→ TASKS TO PERFORM
a: In the notes on innovation below, what do innovation benefactors focus on?
b: Name the four types of organizations that generate innovation according to the notes on innovation below.

→ ARTICLE
Innovation benefactors provide new sources of research funding. They focus on the early stages of research
discovery.


GENERATING INNOVATION
Four types of organizations that generate innovation: innovation explores, merchants, architects and
missionaries.
Innovation explorers = those who specialize in performing the discovery research function that previously took
place in within corporate R&D laboratories.
Innovation merchants = those who also explore, but are focused on a narrow set of technologies that are then
codified into intellectual property and aggressively sold to (and bought to market by) others. Innovation
merchants will innovate but only with specific commercial goals in mind, whereas explorers tend to innovate for
innovation’s sake.
Innovation architects = those who provide a valuable service in complicated technology worlds. They develop
architectures that partition complexity, enabling numerous other companies to provide pieces of the system, all
while ensuring that those parts fit together in a coherent way. E.g. Boeing will engineer the overall desing of the
airplane, after which GE develops and manufactures the jet engines. Innovation architects work in areas that are
complex and fast-moving, which disfavors the “do-it-yourself” approach. To be successful, innovation architects
must establish their systems solution, communicate it, persuade others to support it and develop it in the future.

→ EXTRACTED MATERIAL
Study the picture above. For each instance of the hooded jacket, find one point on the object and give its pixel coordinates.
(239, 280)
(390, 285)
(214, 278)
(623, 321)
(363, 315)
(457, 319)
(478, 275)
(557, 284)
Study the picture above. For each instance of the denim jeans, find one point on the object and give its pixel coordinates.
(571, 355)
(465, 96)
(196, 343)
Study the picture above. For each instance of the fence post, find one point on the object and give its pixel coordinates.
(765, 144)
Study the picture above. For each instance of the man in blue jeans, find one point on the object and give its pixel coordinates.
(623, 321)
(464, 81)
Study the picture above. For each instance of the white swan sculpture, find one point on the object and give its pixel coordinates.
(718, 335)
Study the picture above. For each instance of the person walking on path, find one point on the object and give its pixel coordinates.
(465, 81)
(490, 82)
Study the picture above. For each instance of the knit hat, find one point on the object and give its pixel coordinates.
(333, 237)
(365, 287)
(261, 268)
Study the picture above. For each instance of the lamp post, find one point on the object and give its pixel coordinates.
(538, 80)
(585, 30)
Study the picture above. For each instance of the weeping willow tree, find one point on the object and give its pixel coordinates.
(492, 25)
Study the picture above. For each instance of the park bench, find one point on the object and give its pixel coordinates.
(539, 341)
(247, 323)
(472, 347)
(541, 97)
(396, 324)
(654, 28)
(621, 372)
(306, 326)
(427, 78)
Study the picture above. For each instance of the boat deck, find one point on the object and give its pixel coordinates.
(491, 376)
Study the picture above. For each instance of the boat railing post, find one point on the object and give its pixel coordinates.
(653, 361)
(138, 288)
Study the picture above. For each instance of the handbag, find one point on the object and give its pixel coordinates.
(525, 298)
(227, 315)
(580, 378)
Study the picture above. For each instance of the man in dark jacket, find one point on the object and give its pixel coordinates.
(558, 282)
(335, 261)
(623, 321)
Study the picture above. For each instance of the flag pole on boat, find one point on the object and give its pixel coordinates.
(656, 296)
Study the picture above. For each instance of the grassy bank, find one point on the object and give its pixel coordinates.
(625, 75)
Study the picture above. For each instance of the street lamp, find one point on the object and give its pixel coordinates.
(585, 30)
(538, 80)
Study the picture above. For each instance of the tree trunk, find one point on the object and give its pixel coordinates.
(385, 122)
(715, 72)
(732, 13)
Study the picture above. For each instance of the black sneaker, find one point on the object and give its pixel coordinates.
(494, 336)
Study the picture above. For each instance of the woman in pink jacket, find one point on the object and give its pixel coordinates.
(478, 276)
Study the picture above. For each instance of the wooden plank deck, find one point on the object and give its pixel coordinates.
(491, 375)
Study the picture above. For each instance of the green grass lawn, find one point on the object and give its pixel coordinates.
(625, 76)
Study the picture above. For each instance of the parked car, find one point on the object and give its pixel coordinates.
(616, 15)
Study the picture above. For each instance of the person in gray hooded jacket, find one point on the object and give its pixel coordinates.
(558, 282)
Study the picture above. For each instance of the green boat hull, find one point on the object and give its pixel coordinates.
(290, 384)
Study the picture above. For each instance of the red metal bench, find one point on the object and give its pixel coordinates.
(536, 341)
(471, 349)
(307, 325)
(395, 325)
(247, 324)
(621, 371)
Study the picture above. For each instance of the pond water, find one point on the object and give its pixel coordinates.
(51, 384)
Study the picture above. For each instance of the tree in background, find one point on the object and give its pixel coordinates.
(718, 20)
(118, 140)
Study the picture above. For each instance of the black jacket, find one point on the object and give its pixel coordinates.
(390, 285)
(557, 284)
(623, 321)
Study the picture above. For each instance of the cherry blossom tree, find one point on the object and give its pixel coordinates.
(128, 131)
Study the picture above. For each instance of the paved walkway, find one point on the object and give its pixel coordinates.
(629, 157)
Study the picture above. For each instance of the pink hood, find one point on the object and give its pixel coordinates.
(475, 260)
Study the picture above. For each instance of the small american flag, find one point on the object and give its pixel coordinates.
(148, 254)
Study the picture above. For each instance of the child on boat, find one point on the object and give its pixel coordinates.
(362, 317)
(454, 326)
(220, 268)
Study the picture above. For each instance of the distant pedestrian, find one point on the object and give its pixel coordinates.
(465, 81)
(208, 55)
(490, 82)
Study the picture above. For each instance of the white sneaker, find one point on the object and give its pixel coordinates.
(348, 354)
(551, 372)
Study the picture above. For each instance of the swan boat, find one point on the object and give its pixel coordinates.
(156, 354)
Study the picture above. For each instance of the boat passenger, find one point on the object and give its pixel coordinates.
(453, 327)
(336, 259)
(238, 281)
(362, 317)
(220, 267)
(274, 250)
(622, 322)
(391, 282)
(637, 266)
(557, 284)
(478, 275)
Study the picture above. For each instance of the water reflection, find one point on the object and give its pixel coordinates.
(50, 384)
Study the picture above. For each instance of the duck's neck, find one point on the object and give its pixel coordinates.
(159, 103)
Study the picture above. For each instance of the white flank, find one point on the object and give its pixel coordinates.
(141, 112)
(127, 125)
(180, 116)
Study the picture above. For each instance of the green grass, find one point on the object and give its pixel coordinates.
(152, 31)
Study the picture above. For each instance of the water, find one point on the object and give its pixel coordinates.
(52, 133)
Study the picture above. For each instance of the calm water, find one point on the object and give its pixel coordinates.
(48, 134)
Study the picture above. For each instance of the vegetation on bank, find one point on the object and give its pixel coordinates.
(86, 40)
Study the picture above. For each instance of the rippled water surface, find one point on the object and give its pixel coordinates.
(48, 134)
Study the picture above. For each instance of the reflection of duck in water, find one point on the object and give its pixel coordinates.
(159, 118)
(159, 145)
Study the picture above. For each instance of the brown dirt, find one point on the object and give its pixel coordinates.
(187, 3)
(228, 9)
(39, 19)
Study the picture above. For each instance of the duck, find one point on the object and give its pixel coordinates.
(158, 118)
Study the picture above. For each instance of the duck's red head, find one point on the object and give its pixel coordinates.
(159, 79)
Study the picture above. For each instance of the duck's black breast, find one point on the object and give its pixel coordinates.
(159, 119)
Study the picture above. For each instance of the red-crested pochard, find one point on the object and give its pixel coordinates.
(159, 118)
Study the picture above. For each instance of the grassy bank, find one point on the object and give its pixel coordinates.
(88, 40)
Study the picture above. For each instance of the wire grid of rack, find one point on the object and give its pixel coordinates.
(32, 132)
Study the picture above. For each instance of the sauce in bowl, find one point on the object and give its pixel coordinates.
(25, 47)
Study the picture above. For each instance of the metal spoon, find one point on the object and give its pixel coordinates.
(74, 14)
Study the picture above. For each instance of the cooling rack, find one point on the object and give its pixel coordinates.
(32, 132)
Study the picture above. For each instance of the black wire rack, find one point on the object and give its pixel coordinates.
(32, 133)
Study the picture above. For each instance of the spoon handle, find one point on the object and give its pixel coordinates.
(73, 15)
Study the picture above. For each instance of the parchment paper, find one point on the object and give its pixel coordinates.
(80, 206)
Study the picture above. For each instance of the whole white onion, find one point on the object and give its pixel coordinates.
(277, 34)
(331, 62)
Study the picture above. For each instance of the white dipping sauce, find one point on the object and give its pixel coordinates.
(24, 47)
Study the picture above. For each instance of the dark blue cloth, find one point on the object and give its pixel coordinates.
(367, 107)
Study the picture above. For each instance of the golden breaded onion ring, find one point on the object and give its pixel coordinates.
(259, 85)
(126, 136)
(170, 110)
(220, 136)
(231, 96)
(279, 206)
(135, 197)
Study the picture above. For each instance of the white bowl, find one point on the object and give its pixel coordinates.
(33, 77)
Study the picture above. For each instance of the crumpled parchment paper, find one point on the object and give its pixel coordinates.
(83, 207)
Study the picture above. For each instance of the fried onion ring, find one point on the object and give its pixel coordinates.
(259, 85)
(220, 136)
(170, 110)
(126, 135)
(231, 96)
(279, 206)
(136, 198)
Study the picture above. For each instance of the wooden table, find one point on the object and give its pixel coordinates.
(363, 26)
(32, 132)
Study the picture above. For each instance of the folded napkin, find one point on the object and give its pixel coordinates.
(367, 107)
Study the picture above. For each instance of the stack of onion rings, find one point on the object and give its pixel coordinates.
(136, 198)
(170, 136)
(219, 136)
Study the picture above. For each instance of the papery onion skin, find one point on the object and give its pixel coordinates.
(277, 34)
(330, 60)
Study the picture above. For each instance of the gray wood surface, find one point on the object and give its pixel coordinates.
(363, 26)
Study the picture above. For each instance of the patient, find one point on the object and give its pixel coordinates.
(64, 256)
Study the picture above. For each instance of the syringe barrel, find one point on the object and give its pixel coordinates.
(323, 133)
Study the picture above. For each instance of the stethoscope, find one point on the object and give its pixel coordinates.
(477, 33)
...
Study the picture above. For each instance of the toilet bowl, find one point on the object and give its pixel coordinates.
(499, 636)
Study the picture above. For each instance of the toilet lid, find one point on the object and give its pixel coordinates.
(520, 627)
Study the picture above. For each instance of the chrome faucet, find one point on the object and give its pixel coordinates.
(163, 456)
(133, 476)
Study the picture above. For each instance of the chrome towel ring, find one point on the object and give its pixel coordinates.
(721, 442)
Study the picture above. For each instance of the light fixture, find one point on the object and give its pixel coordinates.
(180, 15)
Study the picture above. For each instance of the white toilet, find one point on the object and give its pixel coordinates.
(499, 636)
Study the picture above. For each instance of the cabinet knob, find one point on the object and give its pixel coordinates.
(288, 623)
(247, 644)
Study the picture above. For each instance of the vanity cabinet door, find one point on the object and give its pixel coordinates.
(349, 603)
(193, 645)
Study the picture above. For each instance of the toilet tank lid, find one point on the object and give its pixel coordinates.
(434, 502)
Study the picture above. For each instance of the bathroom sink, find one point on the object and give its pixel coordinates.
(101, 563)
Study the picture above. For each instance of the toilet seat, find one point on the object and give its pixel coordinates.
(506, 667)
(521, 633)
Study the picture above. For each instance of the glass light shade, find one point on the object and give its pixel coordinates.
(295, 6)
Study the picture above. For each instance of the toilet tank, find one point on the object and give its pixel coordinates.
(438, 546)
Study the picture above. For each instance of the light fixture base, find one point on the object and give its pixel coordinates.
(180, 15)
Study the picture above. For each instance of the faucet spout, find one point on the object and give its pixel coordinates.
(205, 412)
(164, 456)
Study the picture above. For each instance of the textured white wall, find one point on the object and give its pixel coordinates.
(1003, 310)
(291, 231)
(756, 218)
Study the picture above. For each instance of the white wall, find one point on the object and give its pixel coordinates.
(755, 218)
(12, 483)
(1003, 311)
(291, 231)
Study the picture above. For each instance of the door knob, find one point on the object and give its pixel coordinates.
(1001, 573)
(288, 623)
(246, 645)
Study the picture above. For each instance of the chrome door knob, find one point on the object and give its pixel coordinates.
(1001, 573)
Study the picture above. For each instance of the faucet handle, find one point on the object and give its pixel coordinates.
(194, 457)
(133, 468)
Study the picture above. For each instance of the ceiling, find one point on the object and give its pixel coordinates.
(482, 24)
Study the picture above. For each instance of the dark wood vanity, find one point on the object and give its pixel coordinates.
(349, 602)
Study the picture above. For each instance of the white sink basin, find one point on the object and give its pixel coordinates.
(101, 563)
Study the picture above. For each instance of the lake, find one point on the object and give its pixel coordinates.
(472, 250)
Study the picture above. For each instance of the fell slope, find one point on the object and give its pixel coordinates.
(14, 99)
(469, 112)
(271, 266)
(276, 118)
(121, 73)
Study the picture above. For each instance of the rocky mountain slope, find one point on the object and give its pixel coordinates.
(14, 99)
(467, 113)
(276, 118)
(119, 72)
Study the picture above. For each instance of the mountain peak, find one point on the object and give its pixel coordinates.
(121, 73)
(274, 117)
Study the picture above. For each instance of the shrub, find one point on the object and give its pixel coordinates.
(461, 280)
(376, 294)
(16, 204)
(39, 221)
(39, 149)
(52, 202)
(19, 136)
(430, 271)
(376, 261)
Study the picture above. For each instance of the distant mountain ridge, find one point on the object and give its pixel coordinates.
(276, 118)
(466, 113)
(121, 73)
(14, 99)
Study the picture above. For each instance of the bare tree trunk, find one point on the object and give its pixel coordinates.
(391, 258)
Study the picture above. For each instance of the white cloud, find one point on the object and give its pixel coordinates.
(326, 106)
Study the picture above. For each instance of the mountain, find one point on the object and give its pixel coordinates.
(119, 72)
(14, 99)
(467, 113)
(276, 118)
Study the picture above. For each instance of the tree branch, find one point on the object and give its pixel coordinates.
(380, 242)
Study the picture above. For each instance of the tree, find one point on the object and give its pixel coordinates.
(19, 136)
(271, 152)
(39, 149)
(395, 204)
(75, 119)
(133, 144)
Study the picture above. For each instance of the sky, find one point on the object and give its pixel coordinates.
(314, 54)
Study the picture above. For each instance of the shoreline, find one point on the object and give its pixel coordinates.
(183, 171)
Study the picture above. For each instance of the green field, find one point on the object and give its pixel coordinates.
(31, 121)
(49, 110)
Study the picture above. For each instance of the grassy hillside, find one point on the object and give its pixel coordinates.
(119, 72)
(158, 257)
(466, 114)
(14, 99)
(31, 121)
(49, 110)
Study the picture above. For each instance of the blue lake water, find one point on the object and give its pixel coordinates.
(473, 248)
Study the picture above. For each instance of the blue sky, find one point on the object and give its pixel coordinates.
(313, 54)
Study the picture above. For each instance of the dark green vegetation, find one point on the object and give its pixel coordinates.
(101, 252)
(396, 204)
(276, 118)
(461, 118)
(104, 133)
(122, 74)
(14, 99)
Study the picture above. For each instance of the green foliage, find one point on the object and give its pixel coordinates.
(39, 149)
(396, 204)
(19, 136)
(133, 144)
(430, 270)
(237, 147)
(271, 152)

→ FINAL RESULTS
a: The early stages of research discovery.

b: Innovation explorers, innovation merchants, innovation architects, innovation missionaries